━━ Extrait de page ━━

Pas de chichi avec cette franche Marseillaise, on lance l’enregistrement et on déroule la pelote de ses 15 dernières années de carrière. Comment s’est-elle lancée? Quelles sont les composantes de son son signature? Comment a-t-elle construit sa marque sur les réseaux? Qu’a-t-elle à dire sur son vécu en tant que femme dans un milieu encore profondément machiste? Quels sont ses projets à venir? La productrice a beaucoup de chose à raconter, avec toujours ce désir de partager et d’aider les nouveaux et nouvelles qui rentrent dans le milieu de la musique. C’est parti!

Du travail, encore du travail – de la chambre jusqu’aux disques de platine!

Pour Fanny, l’aventure du son commence à Aubagne, belle localité proche de Marseille. Biberonnée à la musique et fan de chant depuis son enfance, elle ne grandit pourtant pas dans un milieu artistique et n’a pas la possibilité de pratiquer la musique en tant qu’instrumentiste ou chanteuse. Mais qu’à cela ne tienne, la passion et la niaque sont déjà là. Fanny va donc, à l’âge de 16 ans, se diriger vers le milieu de l’ingénierie du son, un domaine qui pique son intérêt depuis plusieurs années.

Il lui faudra 5 ans de travail et d’épargne assidus pour pouvoir se payer un cursus à l’AIS, une école de son basée à Marseille. De l’enseignement reçu à l’AIS, Fanny retient surtout la pratique: « Ce que ça m’a apporté surtout, c’est l’opportunité de pouvoir faire des immersions en studio. »

━━━
━━ Données fournies ━━

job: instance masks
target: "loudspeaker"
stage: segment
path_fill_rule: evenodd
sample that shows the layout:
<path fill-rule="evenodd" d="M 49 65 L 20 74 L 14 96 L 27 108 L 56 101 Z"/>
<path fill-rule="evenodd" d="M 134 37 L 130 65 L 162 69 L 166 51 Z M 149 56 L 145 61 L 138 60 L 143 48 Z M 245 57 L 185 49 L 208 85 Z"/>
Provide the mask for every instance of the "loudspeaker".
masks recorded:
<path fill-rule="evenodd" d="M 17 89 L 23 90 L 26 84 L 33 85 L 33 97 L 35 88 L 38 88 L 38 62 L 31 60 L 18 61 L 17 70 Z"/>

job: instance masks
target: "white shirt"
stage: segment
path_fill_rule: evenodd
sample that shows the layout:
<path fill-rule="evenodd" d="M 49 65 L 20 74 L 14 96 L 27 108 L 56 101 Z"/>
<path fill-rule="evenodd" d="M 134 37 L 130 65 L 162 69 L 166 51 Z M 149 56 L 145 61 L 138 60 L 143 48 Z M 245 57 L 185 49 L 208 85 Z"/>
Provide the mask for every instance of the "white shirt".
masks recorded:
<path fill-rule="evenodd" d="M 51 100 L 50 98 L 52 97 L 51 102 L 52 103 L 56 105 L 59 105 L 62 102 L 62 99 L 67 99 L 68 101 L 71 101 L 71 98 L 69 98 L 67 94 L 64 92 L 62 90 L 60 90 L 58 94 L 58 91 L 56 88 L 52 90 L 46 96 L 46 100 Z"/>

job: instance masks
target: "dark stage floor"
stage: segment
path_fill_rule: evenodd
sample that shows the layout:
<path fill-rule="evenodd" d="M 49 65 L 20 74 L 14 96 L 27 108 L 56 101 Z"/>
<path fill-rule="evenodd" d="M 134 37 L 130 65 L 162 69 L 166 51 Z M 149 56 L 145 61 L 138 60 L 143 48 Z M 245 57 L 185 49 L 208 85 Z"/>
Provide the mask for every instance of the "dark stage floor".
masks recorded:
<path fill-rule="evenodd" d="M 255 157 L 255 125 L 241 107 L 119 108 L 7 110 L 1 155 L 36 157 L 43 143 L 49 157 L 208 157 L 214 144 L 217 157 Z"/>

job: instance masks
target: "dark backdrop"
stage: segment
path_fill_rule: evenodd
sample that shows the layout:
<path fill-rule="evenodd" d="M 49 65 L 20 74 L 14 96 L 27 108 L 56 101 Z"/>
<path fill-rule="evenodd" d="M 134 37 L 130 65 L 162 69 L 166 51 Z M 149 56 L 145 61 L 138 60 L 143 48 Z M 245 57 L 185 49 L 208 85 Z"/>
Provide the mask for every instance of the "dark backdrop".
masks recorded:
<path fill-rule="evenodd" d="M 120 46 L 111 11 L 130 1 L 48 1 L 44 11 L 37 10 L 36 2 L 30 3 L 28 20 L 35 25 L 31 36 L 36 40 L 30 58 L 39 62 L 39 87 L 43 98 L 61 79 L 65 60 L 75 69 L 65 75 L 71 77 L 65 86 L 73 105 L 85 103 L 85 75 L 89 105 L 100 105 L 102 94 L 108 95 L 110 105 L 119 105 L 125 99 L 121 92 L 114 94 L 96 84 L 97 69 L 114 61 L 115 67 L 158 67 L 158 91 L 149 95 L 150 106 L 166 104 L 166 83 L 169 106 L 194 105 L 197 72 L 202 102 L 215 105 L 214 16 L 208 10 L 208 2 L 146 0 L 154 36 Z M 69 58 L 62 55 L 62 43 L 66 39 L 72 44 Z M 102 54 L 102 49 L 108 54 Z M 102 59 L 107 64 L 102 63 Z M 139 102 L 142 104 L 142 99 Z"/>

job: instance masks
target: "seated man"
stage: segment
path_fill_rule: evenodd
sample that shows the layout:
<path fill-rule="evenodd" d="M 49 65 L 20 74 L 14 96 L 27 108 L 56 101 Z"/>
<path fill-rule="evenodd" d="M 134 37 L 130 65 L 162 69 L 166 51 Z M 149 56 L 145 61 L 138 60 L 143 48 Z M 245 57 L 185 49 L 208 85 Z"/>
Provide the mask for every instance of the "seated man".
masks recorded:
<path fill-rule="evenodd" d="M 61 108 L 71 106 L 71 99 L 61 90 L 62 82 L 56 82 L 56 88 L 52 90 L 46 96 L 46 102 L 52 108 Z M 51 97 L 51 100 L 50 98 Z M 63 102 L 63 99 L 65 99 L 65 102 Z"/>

━━━

Pouvez-vous poursuivre le portrait de la productrice marseillaise en reprenant juste après sa dernière phrase ?

La rencontre avec le producteur et ingénieur son de renom, Jérémie Tuil (Soprano, Kendji Girac, Pierre Garnier, Kyo, Amir, la liste est in-ter-mi-nable), sera notamment clef pour Fanny. Elle va sauter la case « petits projets » (qu’elle affectionne pourtant énormément, pas de discrimination avec elle!) et faire ses armes en tant qu’assistante de production et dès 2013 au studio Météor (Paris) avec l’artiste Gradur, alors en pleine préparation de L’homme au bob (2015). Durant cette période de formation, l’ingénieur est aussi marquée par la période où « on a commencé à travailler avec des artistes que j’écoutais quand j’étais jeune. » En plus de Gradur, Fanny se forme aux productions urbaines AAA avec P.D.R.G. de Rohff (2013), un des hits majeurs de cette année.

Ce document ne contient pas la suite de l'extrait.